- [EXERCISE] When you spot the word "green" in a line of the data below, copy that line.

- [Saved entries]
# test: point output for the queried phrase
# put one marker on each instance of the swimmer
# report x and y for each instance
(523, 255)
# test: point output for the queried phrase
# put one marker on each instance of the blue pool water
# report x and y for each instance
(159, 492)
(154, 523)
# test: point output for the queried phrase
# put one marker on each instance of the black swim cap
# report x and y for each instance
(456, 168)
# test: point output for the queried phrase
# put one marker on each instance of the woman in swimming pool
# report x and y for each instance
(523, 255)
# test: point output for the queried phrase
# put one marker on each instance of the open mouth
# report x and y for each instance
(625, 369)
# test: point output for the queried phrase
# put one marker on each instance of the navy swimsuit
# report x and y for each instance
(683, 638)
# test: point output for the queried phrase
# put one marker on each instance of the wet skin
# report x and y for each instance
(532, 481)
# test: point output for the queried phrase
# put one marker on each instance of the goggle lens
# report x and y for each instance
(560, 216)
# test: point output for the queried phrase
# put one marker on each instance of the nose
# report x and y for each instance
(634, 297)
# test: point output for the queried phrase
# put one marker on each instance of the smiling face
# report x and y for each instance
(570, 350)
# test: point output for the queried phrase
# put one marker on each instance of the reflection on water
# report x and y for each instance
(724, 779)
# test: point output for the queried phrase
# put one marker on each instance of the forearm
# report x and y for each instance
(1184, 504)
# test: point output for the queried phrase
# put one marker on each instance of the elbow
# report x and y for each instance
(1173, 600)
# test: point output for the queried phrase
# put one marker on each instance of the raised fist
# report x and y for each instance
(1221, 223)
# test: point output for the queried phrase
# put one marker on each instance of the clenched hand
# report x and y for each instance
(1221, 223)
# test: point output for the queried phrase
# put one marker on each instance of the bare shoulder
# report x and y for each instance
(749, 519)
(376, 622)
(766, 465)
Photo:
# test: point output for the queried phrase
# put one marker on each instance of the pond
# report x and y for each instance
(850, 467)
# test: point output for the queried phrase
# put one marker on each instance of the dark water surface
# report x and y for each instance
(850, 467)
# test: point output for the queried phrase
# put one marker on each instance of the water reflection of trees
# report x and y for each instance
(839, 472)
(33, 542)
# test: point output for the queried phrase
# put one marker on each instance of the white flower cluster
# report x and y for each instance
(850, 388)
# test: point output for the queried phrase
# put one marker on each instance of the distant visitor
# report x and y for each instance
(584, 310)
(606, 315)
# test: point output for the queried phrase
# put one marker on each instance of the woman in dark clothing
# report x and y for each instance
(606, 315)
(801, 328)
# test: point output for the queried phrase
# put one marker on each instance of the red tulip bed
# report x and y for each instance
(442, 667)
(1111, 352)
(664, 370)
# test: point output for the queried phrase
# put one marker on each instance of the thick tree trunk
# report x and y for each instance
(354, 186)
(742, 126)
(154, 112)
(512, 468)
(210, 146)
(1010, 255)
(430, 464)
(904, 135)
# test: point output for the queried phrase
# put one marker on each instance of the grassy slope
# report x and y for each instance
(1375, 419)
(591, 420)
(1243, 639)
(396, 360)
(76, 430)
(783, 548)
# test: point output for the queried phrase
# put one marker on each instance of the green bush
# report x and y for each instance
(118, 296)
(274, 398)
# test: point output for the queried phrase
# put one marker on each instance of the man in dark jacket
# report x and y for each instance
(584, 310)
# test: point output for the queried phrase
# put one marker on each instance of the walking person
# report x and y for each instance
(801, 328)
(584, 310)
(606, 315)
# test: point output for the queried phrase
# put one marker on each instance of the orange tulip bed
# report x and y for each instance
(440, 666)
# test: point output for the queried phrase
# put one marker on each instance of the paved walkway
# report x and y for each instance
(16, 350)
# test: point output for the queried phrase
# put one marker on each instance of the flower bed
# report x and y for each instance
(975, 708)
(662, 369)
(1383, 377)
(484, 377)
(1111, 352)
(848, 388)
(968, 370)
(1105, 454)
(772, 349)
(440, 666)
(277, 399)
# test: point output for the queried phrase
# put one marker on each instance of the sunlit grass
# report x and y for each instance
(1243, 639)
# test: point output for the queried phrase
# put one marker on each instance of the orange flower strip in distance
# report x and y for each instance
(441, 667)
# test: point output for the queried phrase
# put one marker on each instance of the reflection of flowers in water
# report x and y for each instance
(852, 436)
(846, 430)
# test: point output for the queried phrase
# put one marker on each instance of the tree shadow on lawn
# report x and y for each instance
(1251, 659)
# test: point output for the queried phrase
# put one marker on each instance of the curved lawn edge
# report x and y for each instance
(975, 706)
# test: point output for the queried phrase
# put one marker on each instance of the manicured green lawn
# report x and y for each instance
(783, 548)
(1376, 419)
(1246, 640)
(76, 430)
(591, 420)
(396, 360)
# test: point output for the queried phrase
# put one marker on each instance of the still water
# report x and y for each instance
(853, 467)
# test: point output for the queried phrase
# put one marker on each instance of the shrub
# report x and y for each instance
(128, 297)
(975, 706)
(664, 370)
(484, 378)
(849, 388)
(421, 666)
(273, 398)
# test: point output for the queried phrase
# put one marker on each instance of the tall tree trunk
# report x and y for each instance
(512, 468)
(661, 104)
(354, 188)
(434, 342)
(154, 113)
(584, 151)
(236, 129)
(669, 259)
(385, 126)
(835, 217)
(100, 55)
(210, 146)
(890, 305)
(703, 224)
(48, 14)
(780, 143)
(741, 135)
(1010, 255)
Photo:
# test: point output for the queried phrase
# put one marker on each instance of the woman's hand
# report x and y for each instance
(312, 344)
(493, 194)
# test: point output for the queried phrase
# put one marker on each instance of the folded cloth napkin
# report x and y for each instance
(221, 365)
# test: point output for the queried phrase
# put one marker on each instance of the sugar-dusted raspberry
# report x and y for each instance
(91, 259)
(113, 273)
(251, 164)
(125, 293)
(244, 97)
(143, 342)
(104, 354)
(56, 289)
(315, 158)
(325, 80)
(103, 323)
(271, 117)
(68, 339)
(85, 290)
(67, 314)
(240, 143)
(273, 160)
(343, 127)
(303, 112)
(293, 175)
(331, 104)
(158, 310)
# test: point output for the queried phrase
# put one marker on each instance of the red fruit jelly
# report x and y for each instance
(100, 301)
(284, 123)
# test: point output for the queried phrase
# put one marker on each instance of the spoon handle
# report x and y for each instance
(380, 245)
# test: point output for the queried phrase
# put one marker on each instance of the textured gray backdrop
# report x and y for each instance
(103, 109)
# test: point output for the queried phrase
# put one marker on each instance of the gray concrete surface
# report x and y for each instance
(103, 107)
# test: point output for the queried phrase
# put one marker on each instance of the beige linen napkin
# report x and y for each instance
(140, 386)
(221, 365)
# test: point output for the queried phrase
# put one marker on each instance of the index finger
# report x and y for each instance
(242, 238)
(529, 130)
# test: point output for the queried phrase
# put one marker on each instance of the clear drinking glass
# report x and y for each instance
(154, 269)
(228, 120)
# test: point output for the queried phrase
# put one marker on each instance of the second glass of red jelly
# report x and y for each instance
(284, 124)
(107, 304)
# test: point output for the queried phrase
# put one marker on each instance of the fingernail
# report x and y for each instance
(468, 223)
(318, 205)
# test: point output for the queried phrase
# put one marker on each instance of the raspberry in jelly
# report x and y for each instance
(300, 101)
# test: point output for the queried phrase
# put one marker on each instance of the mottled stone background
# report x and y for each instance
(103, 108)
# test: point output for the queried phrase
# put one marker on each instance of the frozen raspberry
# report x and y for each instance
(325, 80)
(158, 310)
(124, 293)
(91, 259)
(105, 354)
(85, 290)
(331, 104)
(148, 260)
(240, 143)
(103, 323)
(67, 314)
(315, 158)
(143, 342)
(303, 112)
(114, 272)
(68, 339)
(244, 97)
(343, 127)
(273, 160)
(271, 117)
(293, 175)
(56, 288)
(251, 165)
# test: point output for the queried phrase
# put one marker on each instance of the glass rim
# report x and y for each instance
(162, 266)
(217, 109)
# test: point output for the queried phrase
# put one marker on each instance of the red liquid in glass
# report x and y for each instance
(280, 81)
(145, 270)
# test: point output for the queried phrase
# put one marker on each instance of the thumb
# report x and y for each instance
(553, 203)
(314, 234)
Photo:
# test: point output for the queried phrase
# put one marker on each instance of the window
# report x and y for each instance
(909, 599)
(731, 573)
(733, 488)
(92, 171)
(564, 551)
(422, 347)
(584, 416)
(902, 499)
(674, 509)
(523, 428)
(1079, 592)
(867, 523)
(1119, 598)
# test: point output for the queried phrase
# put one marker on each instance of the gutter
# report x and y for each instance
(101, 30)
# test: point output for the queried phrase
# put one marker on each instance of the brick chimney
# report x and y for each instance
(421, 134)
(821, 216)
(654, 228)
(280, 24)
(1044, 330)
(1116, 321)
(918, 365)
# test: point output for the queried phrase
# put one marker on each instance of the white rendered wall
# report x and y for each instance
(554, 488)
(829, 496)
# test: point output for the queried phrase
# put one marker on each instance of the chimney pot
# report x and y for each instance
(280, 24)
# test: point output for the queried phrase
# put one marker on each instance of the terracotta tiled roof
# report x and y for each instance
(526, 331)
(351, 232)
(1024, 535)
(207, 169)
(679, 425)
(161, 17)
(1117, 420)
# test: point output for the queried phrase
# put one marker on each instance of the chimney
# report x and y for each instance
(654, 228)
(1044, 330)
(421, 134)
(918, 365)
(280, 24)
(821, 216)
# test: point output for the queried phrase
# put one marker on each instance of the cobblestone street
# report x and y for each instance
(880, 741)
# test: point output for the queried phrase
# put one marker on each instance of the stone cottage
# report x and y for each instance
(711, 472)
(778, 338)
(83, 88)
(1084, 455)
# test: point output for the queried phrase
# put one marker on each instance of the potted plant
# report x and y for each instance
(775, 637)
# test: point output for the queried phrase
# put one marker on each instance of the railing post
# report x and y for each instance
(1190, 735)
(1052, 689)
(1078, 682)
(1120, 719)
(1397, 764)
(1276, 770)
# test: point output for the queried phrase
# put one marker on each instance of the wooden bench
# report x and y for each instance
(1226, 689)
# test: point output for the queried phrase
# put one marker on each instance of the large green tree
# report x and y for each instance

- [SOLUTION TO THIS PROBLEM]
# put one marker on each instance of the green bush
# put one marker on each instance of the manicured green lawn
# put one marker on each instance of the large green tree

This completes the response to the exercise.